### Work to be completed
Repeat, exactly and completely, the material that follows. Omit the pictures.

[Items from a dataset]
** Begin **

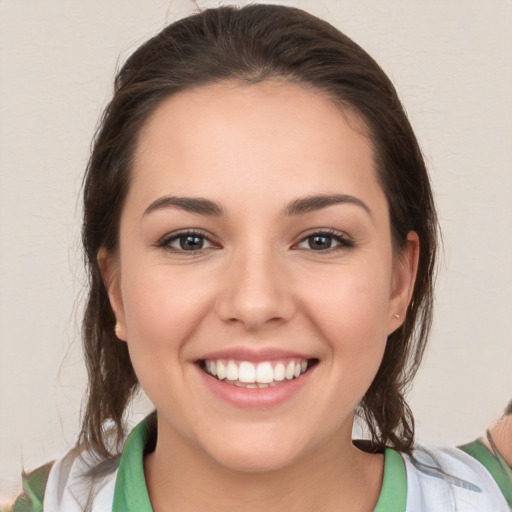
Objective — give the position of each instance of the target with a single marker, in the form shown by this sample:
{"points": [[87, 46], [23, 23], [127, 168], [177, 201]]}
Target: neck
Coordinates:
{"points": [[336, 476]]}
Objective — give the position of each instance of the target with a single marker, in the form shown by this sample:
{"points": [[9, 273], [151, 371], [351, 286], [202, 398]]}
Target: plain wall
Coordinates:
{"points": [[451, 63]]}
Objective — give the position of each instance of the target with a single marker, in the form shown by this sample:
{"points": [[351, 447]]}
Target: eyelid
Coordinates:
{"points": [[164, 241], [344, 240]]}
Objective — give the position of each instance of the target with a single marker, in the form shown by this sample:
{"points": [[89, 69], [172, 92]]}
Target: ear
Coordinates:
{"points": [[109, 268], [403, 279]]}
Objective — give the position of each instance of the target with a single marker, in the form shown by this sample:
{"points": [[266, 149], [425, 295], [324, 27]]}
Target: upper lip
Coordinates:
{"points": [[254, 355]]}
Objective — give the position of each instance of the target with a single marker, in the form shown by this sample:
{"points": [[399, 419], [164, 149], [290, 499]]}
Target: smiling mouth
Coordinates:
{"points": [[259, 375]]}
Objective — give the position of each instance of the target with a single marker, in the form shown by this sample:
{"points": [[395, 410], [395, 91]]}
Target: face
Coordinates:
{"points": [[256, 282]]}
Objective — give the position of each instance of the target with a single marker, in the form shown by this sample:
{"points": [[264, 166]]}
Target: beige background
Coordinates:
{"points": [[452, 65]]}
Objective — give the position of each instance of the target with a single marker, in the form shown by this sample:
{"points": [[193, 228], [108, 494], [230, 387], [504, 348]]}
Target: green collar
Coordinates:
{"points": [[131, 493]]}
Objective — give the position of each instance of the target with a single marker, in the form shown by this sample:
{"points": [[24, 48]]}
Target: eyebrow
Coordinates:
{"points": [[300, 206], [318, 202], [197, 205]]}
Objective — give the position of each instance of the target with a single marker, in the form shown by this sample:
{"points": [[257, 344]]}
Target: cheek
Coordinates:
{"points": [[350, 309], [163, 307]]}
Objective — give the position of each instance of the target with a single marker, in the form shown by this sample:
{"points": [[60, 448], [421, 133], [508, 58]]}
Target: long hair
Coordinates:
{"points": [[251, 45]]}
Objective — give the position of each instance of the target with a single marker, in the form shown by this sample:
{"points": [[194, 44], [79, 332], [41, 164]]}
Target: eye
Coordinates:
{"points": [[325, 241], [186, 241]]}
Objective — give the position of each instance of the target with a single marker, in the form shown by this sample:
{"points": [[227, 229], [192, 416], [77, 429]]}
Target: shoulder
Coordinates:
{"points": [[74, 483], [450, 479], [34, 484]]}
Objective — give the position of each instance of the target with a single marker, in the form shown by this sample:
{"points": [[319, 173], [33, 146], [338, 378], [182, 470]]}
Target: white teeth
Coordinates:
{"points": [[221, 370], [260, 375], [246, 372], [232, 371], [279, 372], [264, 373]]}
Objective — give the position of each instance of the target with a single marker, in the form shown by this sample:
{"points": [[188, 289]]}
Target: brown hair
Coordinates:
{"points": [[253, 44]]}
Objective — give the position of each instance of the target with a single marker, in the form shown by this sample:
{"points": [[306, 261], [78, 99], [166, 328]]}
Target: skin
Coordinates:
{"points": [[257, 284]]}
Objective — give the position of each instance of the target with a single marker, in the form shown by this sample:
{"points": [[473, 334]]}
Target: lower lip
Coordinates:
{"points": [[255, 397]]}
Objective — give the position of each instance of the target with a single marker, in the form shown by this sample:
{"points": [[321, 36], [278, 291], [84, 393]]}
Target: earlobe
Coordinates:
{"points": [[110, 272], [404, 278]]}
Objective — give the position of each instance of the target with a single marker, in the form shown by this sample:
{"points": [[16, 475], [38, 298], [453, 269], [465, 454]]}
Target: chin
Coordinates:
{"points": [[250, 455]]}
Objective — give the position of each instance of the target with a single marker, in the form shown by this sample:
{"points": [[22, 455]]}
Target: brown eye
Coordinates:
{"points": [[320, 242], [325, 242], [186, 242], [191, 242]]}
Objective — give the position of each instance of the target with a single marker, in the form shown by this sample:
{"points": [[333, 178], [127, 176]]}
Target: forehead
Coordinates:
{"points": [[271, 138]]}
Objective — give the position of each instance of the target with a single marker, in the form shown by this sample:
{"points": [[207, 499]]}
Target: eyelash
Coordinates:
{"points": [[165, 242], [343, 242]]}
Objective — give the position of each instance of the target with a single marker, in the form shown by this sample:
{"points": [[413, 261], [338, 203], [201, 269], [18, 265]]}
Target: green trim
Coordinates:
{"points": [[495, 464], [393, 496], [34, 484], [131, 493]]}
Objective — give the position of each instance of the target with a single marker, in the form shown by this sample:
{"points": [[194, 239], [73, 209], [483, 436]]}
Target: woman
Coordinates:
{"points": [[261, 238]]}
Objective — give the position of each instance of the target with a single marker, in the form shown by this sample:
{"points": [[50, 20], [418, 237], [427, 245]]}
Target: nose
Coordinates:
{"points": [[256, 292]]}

** End **

### Exercise response
Objective — give the position of each instance of the target with a single marker, in the form shown by this sample:
{"points": [[87, 46], [23, 23], [127, 168], [177, 201]]}
Target: neck
Coordinates:
{"points": [[336, 476]]}
Objective — give the position of each instance of the target with a single marker, in the form shown by this sample:
{"points": [[9, 273], [151, 371], [351, 286], [202, 398]]}
Target: plain wall
Coordinates:
{"points": [[451, 63]]}
Objective — give the position of each instance of the target with a single marker, in the form shown by this sample:
{"points": [[351, 447]]}
Target: eyelid
Coordinates:
{"points": [[164, 241], [344, 240]]}
Objective — give the position of each instance of the target with a single marker, in the form shown by this sample:
{"points": [[89, 69], [172, 92]]}
Target: ear
Coordinates:
{"points": [[109, 268], [403, 279]]}
Objective — give the position of each instance of the target with a single marker, in the form shown by this sample:
{"points": [[266, 149], [425, 295], [324, 27]]}
Target: upper lip
Coordinates:
{"points": [[254, 355]]}
Objective — give the position of each instance of the target with a single marker, in the form shown by this sample:
{"points": [[399, 419], [164, 149], [290, 499]]}
Target: smiling mouth
Coordinates:
{"points": [[259, 375]]}
Objective — give the position of each instance of the target with a single marker, in the form shown by this sample:
{"points": [[395, 410], [395, 91]]}
Target: face
Coordinates:
{"points": [[256, 282]]}
Objective — give the position of each instance of the target with a single marker, in the form shown by this sample:
{"points": [[264, 166]]}
Target: beige background
Coordinates:
{"points": [[452, 65]]}
Objective — give the position of each instance of the target with a single marker, in the form shown by this sample:
{"points": [[193, 228], [108, 494], [230, 387], [504, 348]]}
Target: green collar
Coordinates:
{"points": [[131, 493]]}
Objective — give the position of each instance of the target with a single marker, in the form shown by this sample:
{"points": [[24, 48]]}
Target: eyebrow
Coordinates:
{"points": [[300, 206], [318, 202], [197, 205]]}
Objective — give the position of each instance of the target with a single marker, in the form shown by this sample:
{"points": [[257, 344]]}
Target: cheek
Coordinates:
{"points": [[350, 309], [163, 307]]}
Objective — give the position of each instance of the target with a single marker, in the form shown by this sample:
{"points": [[60, 448], [421, 133], [508, 58]]}
Target: long hair
Coordinates:
{"points": [[251, 45]]}
Objective — give the position of each instance of the target with a single marker, in the form shown by this sample:
{"points": [[194, 44], [79, 332], [41, 164]]}
Target: eye
Coordinates:
{"points": [[325, 241], [186, 241]]}
Objective — give the position of each instance of the target with a single marker, in the form shown by this sample:
{"points": [[227, 229], [192, 416], [77, 429]]}
Target: shoulder
Coordinates:
{"points": [[74, 483], [450, 479], [34, 484]]}
Objective — give the position of each instance of the target with a single marker, in the form shown by this sample:
{"points": [[319, 173], [33, 146], [338, 378], [182, 470]]}
Target: white teeth
Coordinates:
{"points": [[221, 370], [260, 375], [246, 372], [232, 371], [279, 372], [264, 373]]}
Objective — give the position of each instance of the target with a single marker, in the form shown by this sample:
{"points": [[188, 289]]}
Target: brown hair
Coordinates:
{"points": [[253, 44]]}
Objective — give the position of each instance of the target with a single marker, in the form shown by this sample:
{"points": [[306, 261], [78, 99], [166, 328]]}
Target: skin
Coordinates:
{"points": [[257, 284]]}
Objective — give the position of each instance of the target with a single marker, in the form shown by this sample:
{"points": [[473, 334]]}
Target: lower lip
Coordinates:
{"points": [[255, 397]]}
Objective — give the position of each instance of the target with a single marker, in the form shown by this sample:
{"points": [[321, 36], [278, 291], [84, 393]]}
Target: earlobe
Coordinates:
{"points": [[110, 272], [404, 278]]}
Objective — give the position of each instance of the target with a single marker, in the form shown by this sample:
{"points": [[16, 475], [38, 298], [453, 269], [465, 454]]}
Target: chin
Coordinates:
{"points": [[250, 455]]}
Objective — give the position of each instance of the target with a single marker, in the form shown by this sample:
{"points": [[22, 455]]}
Target: brown eye
Coordinates:
{"points": [[320, 242], [325, 242], [186, 242], [191, 242]]}
Objective — give the position of each instance of the target with a single marker, in the form shown by this sample:
{"points": [[333, 178], [127, 176]]}
Target: forehead
Coordinates:
{"points": [[271, 138]]}
Objective — give the position of each instance of the target with a single marker, in the form shown by this sample:
{"points": [[207, 499]]}
Target: eyelash
Coordinates:
{"points": [[165, 242], [343, 242]]}
Objective — give the position of each instance of the target with a single marker, in the form shown by this sample:
{"points": [[413, 261], [338, 203], [201, 269], [18, 265]]}
Target: green trim
Coordinates:
{"points": [[495, 464], [393, 496], [34, 484], [131, 493]]}
Objective — give the position of each instance of the target with a single marker, in the form shown by this sample:
{"points": [[194, 239], [73, 209], [483, 436]]}
Target: woman
Coordinates:
{"points": [[261, 238]]}
Objective — give the position of each instance of the target with a single marker, in the form shown by this sample:
{"points": [[50, 20], [418, 237], [427, 245]]}
Target: nose
Coordinates:
{"points": [[256, 292]]}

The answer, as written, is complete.